## THE EXERCISE
Update the rows below by replacing every "Wildlife-count tagging" with "Scene labeling", leaving all else unchanged.

#### EXTRACTED RECORDS

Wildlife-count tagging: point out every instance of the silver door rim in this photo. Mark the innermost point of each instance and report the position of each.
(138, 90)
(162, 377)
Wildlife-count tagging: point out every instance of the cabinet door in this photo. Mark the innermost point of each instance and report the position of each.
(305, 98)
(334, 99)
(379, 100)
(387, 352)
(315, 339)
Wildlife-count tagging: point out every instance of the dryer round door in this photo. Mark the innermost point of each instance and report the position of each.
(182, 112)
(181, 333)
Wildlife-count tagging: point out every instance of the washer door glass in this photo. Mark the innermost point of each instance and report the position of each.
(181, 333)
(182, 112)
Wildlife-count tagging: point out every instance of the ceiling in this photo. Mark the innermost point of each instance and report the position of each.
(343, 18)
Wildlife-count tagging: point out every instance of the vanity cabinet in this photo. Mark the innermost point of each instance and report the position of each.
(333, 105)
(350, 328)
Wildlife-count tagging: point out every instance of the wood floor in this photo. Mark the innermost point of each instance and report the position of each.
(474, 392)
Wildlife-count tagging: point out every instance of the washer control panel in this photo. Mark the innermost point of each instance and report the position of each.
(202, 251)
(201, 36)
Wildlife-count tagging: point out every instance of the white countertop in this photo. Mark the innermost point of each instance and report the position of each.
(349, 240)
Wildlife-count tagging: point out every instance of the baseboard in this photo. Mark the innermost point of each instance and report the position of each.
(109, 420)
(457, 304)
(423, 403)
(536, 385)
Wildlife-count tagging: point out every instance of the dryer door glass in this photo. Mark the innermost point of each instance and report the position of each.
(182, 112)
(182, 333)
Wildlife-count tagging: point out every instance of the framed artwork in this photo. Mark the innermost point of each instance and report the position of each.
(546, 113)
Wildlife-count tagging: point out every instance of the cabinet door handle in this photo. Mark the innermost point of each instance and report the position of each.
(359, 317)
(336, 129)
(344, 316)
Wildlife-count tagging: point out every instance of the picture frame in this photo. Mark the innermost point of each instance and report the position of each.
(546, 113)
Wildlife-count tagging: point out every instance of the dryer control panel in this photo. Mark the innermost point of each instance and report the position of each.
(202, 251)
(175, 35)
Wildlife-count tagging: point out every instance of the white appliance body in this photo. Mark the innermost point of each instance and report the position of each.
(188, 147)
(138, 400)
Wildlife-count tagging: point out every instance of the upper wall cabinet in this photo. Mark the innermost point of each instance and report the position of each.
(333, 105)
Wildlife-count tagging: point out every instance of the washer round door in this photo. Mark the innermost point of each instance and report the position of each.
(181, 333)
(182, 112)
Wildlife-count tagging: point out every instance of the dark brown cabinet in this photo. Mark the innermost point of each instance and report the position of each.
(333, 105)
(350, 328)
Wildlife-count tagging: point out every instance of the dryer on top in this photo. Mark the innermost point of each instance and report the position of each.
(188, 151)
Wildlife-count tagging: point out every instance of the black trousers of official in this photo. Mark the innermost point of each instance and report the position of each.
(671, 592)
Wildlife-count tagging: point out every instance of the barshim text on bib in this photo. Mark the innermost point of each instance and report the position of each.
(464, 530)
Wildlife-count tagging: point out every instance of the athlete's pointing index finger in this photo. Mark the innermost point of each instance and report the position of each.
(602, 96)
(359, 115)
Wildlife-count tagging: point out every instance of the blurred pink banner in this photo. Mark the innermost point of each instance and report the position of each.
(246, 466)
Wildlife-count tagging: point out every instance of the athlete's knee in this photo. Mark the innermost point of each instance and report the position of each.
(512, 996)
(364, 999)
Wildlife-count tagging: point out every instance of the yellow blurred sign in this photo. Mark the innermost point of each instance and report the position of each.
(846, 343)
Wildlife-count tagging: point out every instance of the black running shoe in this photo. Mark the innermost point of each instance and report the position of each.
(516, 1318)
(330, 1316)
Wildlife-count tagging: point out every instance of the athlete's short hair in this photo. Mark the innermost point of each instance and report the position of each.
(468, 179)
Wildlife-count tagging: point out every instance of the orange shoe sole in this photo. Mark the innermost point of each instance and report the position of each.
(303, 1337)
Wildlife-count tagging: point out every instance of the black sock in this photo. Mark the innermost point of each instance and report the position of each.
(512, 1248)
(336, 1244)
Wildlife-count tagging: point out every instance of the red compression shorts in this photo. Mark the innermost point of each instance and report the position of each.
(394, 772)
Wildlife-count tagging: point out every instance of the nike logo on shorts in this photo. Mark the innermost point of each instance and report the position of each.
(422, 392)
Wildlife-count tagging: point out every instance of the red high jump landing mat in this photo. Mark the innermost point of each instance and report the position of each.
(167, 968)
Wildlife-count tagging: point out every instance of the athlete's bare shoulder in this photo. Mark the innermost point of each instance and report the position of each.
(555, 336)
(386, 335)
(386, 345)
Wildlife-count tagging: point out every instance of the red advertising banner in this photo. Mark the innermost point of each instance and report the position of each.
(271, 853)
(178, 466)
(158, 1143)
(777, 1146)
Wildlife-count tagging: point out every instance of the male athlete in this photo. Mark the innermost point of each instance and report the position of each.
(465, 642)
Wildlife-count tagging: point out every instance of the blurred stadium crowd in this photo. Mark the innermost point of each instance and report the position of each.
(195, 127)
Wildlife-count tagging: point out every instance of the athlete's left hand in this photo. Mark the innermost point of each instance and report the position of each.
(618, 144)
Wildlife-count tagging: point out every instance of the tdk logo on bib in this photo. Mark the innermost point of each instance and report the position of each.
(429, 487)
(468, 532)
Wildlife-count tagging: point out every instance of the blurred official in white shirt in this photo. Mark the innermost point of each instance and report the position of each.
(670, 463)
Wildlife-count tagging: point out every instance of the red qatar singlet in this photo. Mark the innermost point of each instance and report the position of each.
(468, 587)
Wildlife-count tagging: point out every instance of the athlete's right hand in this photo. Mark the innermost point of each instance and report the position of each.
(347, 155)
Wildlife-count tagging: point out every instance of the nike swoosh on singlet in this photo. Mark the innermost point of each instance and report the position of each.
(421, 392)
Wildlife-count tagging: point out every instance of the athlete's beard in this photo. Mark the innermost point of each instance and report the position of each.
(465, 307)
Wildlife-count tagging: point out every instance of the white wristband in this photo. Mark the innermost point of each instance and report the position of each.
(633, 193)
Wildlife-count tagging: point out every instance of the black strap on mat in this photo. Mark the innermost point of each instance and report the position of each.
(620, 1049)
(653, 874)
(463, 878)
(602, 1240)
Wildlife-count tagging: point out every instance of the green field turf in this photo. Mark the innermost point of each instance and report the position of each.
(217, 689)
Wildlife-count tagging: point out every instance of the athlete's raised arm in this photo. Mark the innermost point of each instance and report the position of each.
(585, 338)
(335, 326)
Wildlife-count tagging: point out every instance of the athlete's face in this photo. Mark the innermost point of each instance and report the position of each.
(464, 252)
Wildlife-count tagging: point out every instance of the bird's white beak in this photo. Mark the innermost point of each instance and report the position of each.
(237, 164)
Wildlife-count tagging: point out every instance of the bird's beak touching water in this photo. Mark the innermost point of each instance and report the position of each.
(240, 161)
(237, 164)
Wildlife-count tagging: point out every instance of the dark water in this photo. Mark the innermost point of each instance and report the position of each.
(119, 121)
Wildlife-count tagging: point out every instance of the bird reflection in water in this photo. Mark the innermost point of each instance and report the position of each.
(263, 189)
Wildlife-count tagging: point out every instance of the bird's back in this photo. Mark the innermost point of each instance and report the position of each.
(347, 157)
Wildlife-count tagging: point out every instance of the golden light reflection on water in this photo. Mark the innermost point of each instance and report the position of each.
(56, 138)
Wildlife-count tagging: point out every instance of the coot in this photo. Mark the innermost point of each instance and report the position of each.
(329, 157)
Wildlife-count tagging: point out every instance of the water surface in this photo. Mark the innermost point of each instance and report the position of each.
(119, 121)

########

## OUTPUT FOR THIS EXERCISE
Scene labeling: point out every instance of the silver door rim in this photo. Mark the innermost point of each instance and report the position of each.
(138, 90)
(162, 377)
Scene labeling: point out every instance of the cabinet door in this photo. Mark the innermost point of each instance and report the position of each.
(305, 98)
(334, 99)
(379, 100)
(387, 352)
(315, 339)
Scene labeling: point out every instance of the dryer round door in this photo. Mark the innermost point of each instance and report the position of each.
(182, 112)
(181, 333)
Scene labeling: point out every instance of the washer door glass in this photo. Mark the innermost point of each instance and report the position of each.
(181, 333)
(182, 112)
Scene labeling: point out every instance of the ceiling in this photo. Mark the innermost point of each instance and report the position of each.
(343, 18)
Scene labeling: point out every instance of the vanity cabinet in this photo. Mark the innermost point of each instance and report the position of each.
(333, 105)
(350, 328)
Scene labeling: point out every instance of the wood floor in this photo. Mark the innermost point of each instance and report the position of each.
(474, 392)
Scene labeling: point out every instance of the washer control panel in this photo. Mark the innermost point of each instance and report the position of each.
(202, 251)
(201, 36)
Scene labeling: point out every instance of the white countertop in this photo. Mark the innermost point of each instance and report the position of each.
(349, 240)
Scene labeling: point out every instance of the baseboard in this photo. Mark the innermost point of each instance and report the position of each.
(109, 420)
(457, 304)
(423, 403)
(536, 385)
Scene labeling: point out every instance of the dryer door glass in this photo. Mark the innermost point of each instance and report the position of each.
(182, 112)
(182, 333)
Scene labeling: point out every instance of the framed artwork in this photo. Mark the innermost point of each instance and report the position of each.
(546, 113)
Scene labeling: point out every instance of the cabinet door handle in this photo. Mark the innermost point of each instance and report the position of each.
(359, 317)
(336, 129)
(344, 316)
Scene labeling: point out every instance of the picture frame in this photo. Mark the innermost point of each instance and report the position of each.
(546, 113)
Scene labeling: point out every instance of the dryer control panel in this photo. Mark the innermost point of each instance and report the position of each.
(202, 251)
(175, 35)
Scene labeling: point out every instance of the white appliance body in this photo. Mark the innermost point of each instance and report the position of each.
(188, 147)
(138, 400)
Scene labeling: point out every instance of the upper wall cabinet in this photo. Mark the innermost point of each instance and report the position of each.
(333, 105)
Scene labeling: point out every instance of the washer round door in this photo. Mark the innermost point of each instance and report the position of each.
(181, 333)
(182, 112)
Scene labeling: point out every instance of the dark brown cabinet in this photo. Mark the innermost point of each instance and report the position of each.
(333, 105)
(350, 328)
Scene labeling: point out every instance of the dryer on top in this photo. Mark the innermost point of each instance and report the position of each.
(188, 151)
Scene labeling: point out every instance of the black trousers of official in this photo. Mark the innermost point of each instance and report the position of each.
(671, 592)
Scene labeling: point out every instance of the barshim text on bib in this photo. Mark the innermost point of each instance and report the position of each.
(464, 530)
Scene labeling: point out every instance of the athlete's pointing index finger in this photo. Mark the innermost point of each instance and report the position of each.
(602, 96)
(359, 115)
Scene labeling: point out every instance of the blurred pink banner in this photo. Mark the innermost point of each instance and report the position of each.
(246, 466)
Scene labeling: point out every instance of the athlete's knee in this photo. Mark the innermost point of each instance and report the position of each.
(512, 996)
(364, 999)
Scene labeling: point out every instance of the yellow blurred sign in this photo. Mark the innermost point of each instance and report the position of each.
(846, 343)
Scene labeling: point out every instance of the black running shoe in this photo. Mark the innermost point of each instance and report the position of each.
(516, 1318)
(330, 1316)
Scene labeling: point out every instance of the athlete's short hair in this photo. Mark the innermost point of each instance and report the position of each.
(468, 179)
Scene labeling: point out every instance of the orange shoe sole in this photo. Mark the innermost point of each instance and report the position of each.
(303, 1337)
Scene labeling: point out every instance of the black sock in this photo. Mark the innermost point of each instance and report the position of each.
(512, 1248)
(336, 1244)
Scene labeling: point out every instance of the red compression shorts in this photo. Mark the innermost point of each instance and report the position of each.
(394, 772)
Scene labeling: point out every instance of the nike logo on shorts in this photo. Mark the innermost point of each instance and report the position of each.
(422, 392)
Scene labeling: point out every instance of the red high jump landing mat in this photo. Mark the innermost point of each instance and report the position of each.
(167, 968)
Scene labeling: point out every instance of the athlete's bare shoulder in this photo. Mark the innermost point of each instance and report the position of each.
(555, 336)
(386, 335)
(386, 345)
Scene labeling: point out every instance of the red advertising banner in this photo. Mark the innermost point of each instance and report the position of each.
(271, 853)
(178, 466)
(158, 1143)
(777, 1146)
Scene labeling: point out every instance of the male athlete in this photo. Mark the innermost point of each instance and report the position of each.
(465, 642)
Scene labeling: point out every instance of the blurred stadium crowd in this photo. Mark the innermost point of each instance and report the position of each.
(195, 127)
Scene labeling: point out every instance of the athlete's left hand in this photo. Mark the innermost point of each instance and report the position of each.
(618, 144)
Scene labeling: point out every instance of the tdk logo on bib in this photo. Mark the innermost point of each instance and report the position of each.
(429, 487)
(468, 532)
Scene labeling: point out every instance of the blurred official in white shirt in this photo. Mark the innermost point of each instance and report the position of each.
(670, 463)
Scene labeling: point out every instance of the red qatar singlet in this photo. Mark the innermost point of each instance and report the position of each.
(468, 587)
Scene labeling: point out every instance of the athlete's right hand in this photo. Mark the innermost point of each instance and report the position of each.
(347, 155)
Scene labeling: point out every instance of the nike swoosh on singlet in this photo. Mark the innermost point of each instance and report the position of each.
(421, 392)
Scene labeling: point out every instance of the athlete's beard in this photo. Mark the innermost point of each instance and report the position of each.
(465, 307)
Scene labeling: point out every instance of the white wristband in this photo. Mark the innermost point of each instance and report the position of each.
(633, 193)
Scene labeling: point out every instance of the black strap on mat in this photo. Mark the innermost point of each instance and report the position of each.
(620, 1049)
(653, 874)
(463, 878)
(602, 1240)
Scene labeling: point out every instance of the green field turf in this photo. Mark the innermost point of each instance and report the position of each.
(217, 689)
Scene labeling: point out every instance of the athlete's raised arm in this photo. Mark the innermost point of each instance and report the position of each.
(585, 338)
(335, 326)
Scene labeling: point out every instance of the athlete's face in this photo. Mark the innermost point of each instance and report the position of each.
(464, 252)
Scene labeling: point out every instance of the bird's white beak in this photo. Mark the innermost point of each instance and report the position of each.
(237, 164)
Scene labeling: point out every instance of the bird's beak touching water in this photo. Mark the innermost point of each instance and report the position of each.
(240, 161)
(237, 164)
Scene labeling: point out every instance of the dark water in this photo. Mark the innermost point of each instance and report the position of each.
(119, 121)
Scene labeling: point out every instance of the bird reflection in water in this photo. Mark the innermost point of each instance and report the position of each.
(263, 189)
Scene labeling: point out every instance of the bird's back in this photo. Mark the innermost point of each instance and report the position of each.
(347, 157)
Scene labeling: point out every instance of the golden light reflection on water in this photo. Mark the innermost point of each instance and report the position of each.
(56, 138)
Scene labeling: point out every instance of the coot in this photo. Mark the innermost point of each instance and report the position of each.
(329, 157)
Scene labeling: point out every instance of the water surface in this photo. Mark the innermost point of each instance and report the position of each.
(119, 121)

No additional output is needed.